**Work instructions:** Reproduce verbatim the portion of the records that opens with the line containing "Can you spot the snow-covered" and closes with the line containing "[[390, 250]]", both included, and nothing else.

**Entries shown:**
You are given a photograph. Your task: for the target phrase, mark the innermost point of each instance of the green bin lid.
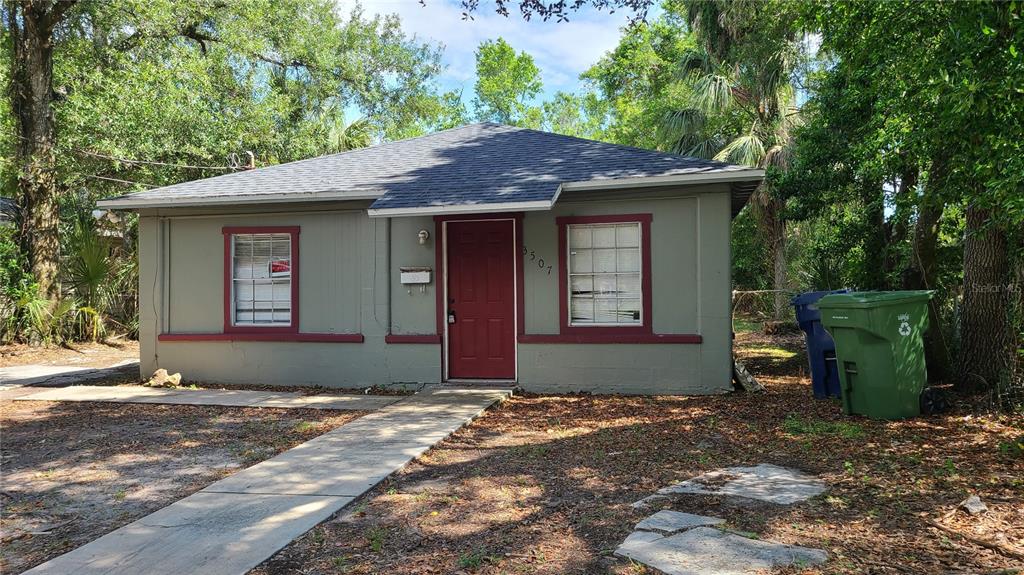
(873, 299)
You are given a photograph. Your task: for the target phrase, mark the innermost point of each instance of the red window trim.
(603, 334)
(264, 337)
(412, 339)
(293, 327)
(611, 339)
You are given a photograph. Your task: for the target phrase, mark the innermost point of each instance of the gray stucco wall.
(691, 292)
(349, 283)
(344, 288)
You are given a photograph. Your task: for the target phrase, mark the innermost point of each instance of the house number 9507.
(540, 261)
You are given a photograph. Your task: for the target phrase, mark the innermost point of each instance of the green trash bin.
(880, 350)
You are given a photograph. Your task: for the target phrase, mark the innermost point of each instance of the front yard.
(545, 485)
(73, 472)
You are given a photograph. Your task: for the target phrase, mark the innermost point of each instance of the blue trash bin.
(820, 347)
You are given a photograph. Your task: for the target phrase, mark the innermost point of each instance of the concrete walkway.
(239, 522)
(230, 398)
(52, 376)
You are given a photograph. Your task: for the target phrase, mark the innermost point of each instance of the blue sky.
(561, 51)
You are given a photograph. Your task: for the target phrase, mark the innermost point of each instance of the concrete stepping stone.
(764, 482)
(669, 522)
(706, 550)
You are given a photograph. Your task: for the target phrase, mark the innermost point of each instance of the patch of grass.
(530, 451)
(376, 536)
(774, 353)
(303, 427)
(795, 425)
(474, 559)
(743, 325)
(1013, 448)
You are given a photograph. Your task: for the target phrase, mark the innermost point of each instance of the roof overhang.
(743, 181)
(128, 203)
(463, 209)
(750, 175)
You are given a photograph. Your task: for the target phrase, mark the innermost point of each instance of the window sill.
(412, 339)
(270, 337)
(610, 339)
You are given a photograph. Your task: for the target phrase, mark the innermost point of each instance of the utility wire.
(141, 162)
(118, 180)
(150, 162)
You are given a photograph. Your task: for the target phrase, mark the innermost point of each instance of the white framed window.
(261, 279)
(605, 280)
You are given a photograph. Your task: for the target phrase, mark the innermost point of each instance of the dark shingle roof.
(478, 164)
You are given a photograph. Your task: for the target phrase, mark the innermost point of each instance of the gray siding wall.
(349, 282)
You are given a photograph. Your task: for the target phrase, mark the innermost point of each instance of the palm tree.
(343, 137)
(741, 106)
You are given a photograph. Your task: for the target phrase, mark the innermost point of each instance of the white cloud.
(561, 50)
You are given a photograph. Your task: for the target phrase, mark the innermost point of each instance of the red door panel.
(481, 298)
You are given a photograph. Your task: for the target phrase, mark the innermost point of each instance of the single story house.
(483, 253)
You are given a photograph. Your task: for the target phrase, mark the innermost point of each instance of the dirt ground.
(78, 354)
(544, 485)
(73, 472)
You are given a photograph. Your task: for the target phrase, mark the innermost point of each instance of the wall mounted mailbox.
(418, 275)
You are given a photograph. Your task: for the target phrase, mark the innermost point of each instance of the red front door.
(481, 300)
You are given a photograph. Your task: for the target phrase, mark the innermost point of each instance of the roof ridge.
(623, 146)
(315, 158)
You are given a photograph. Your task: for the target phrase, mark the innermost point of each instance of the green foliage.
(580, 116)
(16, 285)
(796, 425)
(751, 259)
(638, 79)
(506, 84)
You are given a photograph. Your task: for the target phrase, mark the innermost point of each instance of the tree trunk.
(776, 236)
(985, 352)
(920, 274)
(31, 25)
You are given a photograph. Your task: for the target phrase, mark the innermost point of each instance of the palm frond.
(693, 61)
(706, 148)
(713, 92)
(747, 150)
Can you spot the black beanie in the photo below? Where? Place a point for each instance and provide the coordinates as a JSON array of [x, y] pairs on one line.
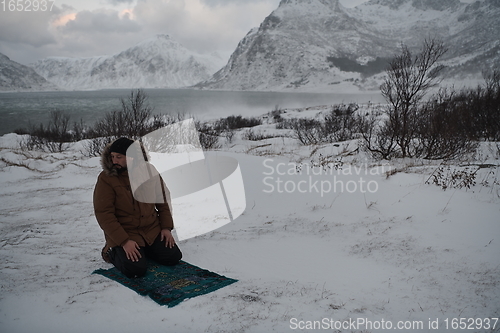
[[120, 146]]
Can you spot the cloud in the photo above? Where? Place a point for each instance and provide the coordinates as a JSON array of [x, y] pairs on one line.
[[31, 28], [119, 2], [203, 25], [101, 21]]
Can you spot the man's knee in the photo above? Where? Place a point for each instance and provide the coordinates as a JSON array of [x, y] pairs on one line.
[[170, 256], [134, 269]]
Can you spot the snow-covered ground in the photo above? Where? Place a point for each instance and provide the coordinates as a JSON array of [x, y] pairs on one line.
[[390, 250]]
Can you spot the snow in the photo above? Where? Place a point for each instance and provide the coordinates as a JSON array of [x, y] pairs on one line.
[[156, 62], [407, 251]]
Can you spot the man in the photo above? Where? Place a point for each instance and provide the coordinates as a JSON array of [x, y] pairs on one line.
[[133, 229]]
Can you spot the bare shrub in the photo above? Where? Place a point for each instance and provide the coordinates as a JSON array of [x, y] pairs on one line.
[[208, 135], [408, 79]]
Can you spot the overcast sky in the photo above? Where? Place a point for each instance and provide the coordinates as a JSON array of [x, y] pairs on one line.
[[84, 28]]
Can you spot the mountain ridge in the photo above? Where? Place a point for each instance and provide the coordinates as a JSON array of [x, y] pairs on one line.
[[157, 62], [300, 45]]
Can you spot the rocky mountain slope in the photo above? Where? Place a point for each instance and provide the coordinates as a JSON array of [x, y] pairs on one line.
[[319, 45], [159, 62], [17, 77]]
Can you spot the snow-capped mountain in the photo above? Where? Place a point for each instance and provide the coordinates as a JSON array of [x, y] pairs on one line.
[[159, 62], [17, 77], [320, 45]]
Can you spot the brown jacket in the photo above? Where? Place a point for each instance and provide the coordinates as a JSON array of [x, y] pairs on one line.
[[120, 215]]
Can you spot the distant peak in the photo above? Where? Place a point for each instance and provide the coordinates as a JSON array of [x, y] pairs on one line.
[[163, 36], [419, 4], [328, 3]]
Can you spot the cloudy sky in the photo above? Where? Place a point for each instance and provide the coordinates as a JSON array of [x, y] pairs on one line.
[[84, 28]]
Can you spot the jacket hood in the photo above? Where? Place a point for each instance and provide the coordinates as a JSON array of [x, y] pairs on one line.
[[107, 163]]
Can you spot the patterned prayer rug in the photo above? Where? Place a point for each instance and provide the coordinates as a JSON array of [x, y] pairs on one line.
[[170, 285]]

**Complete output:**
Can you spot the snow-covered ground in the photo above? Where? Place a point for each instance and provide the coordinates as a JSON array of [x, y] pairs on one line.
[[390, 250]]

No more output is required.